- _THINGS TO DO_:
1. In the text on self-love and moccasin crafting, on what dates will the next moccasin crafting workshop at Soul Proprietor be held?
2. Extend the text on self-love and moccasin crafting, picking up after its final sentence.

- _TEXT BLOCK_:
════

What does self-love need today (besides oatmeal with molasses)?What sweetness and salve do I apply to soothe the tears, to bring about the thickening of the scar tissue to become impervious to the harshness of life?  Life still goes on, clashes occur, children are starving, the land raped.  The delta between understanding and being understood can be so wide, too wide to cross.  800lb. gorilla are often in the room or swept under the carpet.  The scars of life and comforting balm of self-love makes me tougher while age will thin my skin.  Interesting how this happens if I allow for it.

It’s a practice and it’s process.  So too is crafting moccasin.  Step by step, stitch by stitch – no matter how thick the hide.  It gets easier.

A’ho Mitakuye Oyasin  ~  All My Relations

August 29 & 30 will be the next moccasin crafting workshop at Soul Proprietor.  Join in, test out the thickness of your skin.  And of course I am happy to sew for you.   A full listing of Summer 2015 workshop offerings can be found here.

Parched

The BC fires smoke has me feeling pinned here at the lake.  The sky is matte gray, slightly moist.  The water is flat save for the circles created by dragonflies touching the glass.  The trees that ring Echo Lake are still brilliant green against reflection and sky, yet I feel thirst.  The lake level is quickly receding.

════

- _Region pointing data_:
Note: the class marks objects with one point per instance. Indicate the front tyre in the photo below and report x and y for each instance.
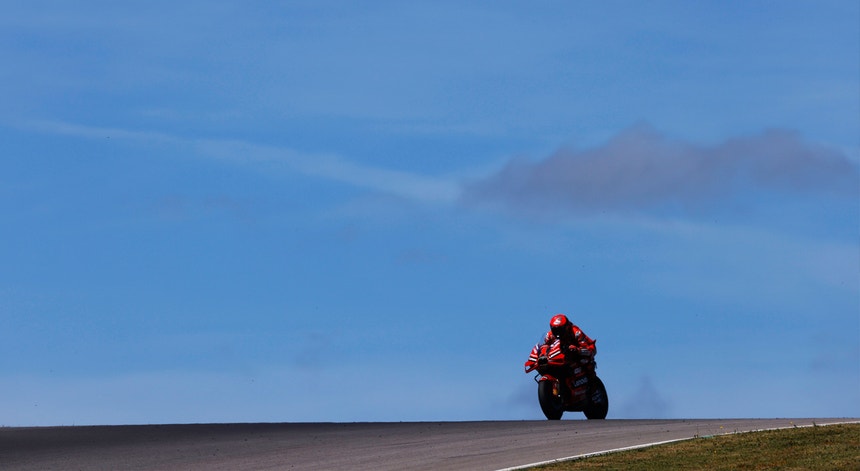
(598, 401)
(550, 399)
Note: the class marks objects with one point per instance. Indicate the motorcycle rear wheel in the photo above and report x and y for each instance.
(551, 402)
(598, 401)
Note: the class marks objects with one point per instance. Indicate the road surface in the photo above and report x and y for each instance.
(354, 446)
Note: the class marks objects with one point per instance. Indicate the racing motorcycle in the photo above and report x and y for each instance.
(563, 387)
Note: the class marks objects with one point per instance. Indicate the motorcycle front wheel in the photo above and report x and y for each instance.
(550, 400)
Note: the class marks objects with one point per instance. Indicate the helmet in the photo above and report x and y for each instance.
(559, 324)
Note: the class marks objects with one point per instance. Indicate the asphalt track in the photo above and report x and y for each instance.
(354, 446)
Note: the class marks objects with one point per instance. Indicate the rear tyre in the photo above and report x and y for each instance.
(551, 402)
(598, 401)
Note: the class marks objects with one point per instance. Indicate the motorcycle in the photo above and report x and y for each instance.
(563, 387)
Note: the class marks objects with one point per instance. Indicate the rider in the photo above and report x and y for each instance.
(578, 347)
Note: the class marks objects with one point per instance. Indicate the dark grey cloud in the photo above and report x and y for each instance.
(642, 170)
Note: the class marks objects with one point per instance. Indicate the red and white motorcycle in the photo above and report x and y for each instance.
(565, 388)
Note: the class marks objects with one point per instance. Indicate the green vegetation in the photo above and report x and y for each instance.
(833, 447)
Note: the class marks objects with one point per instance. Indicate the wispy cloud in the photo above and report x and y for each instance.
(642, 170)
(271, 158)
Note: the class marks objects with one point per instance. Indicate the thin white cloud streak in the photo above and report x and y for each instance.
(326, 166)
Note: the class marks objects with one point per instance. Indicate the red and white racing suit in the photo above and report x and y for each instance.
(579, 349)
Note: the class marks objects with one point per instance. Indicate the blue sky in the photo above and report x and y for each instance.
(341, 211)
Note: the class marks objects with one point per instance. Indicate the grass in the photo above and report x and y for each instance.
(832, 447)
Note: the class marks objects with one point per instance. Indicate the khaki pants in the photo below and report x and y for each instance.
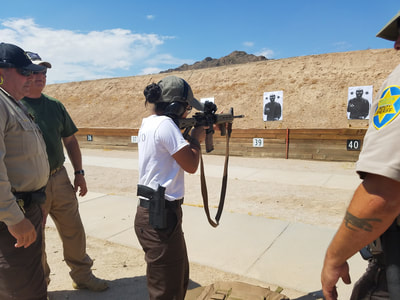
(62, 206)
(21, 272)
(165, 255)
(372, 285)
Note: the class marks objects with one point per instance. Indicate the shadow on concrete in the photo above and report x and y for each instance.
(311, 296)
(121, 289)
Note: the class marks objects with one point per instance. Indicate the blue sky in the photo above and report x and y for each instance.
(87, 40)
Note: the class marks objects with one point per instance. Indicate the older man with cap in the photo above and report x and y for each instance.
(61, 202)
(24, 171)
(164, 156)
(372, 217)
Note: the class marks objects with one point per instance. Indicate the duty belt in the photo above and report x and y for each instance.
(26, 199)
(52, 172)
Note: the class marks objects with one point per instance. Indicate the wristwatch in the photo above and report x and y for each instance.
(82, 172)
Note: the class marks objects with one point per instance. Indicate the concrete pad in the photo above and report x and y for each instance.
(234, 245)
(106, 216)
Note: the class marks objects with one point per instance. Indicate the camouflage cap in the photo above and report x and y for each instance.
(390, 31)
(176, 89)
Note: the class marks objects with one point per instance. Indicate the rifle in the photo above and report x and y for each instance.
(208, 118)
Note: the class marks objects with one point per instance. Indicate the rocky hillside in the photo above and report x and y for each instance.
(235, 58)
(314, 89)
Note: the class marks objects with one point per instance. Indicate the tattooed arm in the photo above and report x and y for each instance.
(373, 208)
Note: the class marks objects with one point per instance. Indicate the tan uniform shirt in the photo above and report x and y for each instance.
(381, 149)
(23, 160)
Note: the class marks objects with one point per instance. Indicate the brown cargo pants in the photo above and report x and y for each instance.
(21, 272)
(165, 255)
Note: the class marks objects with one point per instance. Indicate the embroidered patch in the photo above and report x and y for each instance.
(388, 107)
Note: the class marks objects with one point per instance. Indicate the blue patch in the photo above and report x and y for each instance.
(388, 107)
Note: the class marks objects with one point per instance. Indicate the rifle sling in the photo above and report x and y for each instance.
(204, 191)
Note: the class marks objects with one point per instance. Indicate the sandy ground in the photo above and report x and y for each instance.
(315, 91)
(124, 267)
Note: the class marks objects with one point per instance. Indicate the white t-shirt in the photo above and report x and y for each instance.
(380, 153)
(159, 138)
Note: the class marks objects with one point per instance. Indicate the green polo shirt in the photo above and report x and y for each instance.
(54, 122)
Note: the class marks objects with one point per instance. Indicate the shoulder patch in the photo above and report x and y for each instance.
(388, 107)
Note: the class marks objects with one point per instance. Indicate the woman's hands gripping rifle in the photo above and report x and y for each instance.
(208, 118)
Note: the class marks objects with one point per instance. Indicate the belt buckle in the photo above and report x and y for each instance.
(21, 204)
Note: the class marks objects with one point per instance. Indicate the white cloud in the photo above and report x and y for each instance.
(150, 70)
(77, 56)
(268, 53)
(342, 46)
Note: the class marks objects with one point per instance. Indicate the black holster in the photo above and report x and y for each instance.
(29, 198)
(391, 250)
(157, 210)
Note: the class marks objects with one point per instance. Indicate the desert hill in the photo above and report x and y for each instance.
(314, 89)
(236, 57)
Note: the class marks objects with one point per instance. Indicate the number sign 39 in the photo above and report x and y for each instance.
(258, 142)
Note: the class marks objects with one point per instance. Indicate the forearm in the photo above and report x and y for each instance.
(374, 206)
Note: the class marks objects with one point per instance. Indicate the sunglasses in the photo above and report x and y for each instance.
(24, 72)
(44, 72)
(33, 56)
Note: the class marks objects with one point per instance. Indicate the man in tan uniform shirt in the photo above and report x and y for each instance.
(371, 216)
(24, 172)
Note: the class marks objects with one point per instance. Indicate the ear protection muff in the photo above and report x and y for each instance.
(175, 109)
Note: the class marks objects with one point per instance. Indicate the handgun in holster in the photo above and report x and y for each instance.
(157, 211)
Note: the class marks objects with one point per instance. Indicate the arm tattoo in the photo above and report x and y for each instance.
(352, 222)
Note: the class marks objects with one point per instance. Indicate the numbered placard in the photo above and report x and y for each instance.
(353, 145)
(134, 139)
(258, 142)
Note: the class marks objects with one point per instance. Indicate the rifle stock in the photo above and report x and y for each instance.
(208, 118)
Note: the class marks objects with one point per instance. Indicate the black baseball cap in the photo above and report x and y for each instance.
(12, 56)
(391, 30)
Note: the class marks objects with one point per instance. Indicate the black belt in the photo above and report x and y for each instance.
(38, 196)
(168, 204)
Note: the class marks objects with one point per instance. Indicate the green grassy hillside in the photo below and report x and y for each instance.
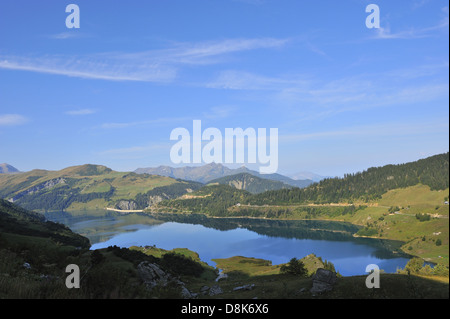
(88, 187)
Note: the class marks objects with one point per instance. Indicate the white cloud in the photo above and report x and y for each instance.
(12, 119)
(148, 66)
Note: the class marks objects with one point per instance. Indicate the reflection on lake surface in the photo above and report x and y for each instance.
(274, 240)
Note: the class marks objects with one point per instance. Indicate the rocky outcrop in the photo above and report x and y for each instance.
(211, 291)
(126, 205)
(323, 281)
(152, 276)
(46, 185)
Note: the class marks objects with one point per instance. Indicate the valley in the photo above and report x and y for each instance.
(405, 204)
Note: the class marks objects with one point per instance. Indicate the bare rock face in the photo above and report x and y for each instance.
(323, 281)
(126, 205)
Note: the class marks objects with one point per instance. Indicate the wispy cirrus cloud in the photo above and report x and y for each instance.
(414, 33)
(12, 119)
(147, 66)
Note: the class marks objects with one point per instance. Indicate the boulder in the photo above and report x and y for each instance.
(152, 275)
(215, 290)
(323, 281)
(244, 287)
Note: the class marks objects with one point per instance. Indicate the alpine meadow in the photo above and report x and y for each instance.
(229, 157)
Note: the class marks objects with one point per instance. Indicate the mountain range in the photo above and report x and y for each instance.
(212, 171)
(7, 169)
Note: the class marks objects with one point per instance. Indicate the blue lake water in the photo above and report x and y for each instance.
(277, 241)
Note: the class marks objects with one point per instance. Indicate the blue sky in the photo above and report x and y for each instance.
(343, 97)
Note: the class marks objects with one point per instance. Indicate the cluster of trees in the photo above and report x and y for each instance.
(175, 190)
(417, 266)
(368, 185)
(213, 200)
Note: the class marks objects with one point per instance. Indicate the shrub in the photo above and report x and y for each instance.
(294, 267)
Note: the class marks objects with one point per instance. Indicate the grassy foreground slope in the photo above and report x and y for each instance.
(34, 254)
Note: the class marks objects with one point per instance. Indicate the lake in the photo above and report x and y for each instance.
(274, 240)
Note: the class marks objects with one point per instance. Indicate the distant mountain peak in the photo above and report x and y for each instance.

════

- _SOLVED PROBLEMS_:
1. August 29 & 30

2.
Each day I bless the water.  This has been my practice since the past spring equinox.  There is only one Water.  It flows in all forms.  You. Me.  The big water – Grand Mother Ocean.  Rivers.  Snow.  Blessing the water is blessing myself, blessing us and our Mother. Our unique, as we know it , planet blesses us with fresh water.  Our home, our Mother, gives us life.  Water. Is. Life.

On my circle walks, I find the Timothy grass waving in the breeze, it is taller than I am now.  Some of the Bracken fern are too, a few out stretch the grasses. The look strong like their ancestors the beginning of time.  Why didn’t I pick those fiddleheads?  (missed opportunity) The orchard  grass is chest high, blooming, beautiful.  I find the Horsetail is petering out already, weeks early.  Out my kitchen window are giant fireweed, perhaps 12 feet tall.  They number fewer than a dozen of  plants.  How old I wonder?  It looks as though it will be a banner year for blackberries, the bushes laden with hard green berry buds.  But will it?   I’ve seen a lot of shriveled berries too, petrified ornaments among the withered canes.  Lack of water.  I think of the bears.  What is the high country like?  Down here it is parched.

I was very disappointed Inslee didn’t call for conservation measures NOW when he declared draught in Washington.  I am doing my best now to conserve.  Join me?

I think I was 16 when I had a vision of myself as an old women.  I was in the desert, wind chimes all around (ha!).  Will the patterns persist?  Is the desert coming to me?  What does the future hold for us?  The Polar Pioneer en route.  Bought and paid for politicians.  Stupid Humans.

“Every day brings more news that Shell’s 2012 near-catastrophes weren’t a fluke,” said Travis Nichols of Greenpeace, which organized protests while Polar Pioneer was berthed at Terminal 5 at the Port of Seattle.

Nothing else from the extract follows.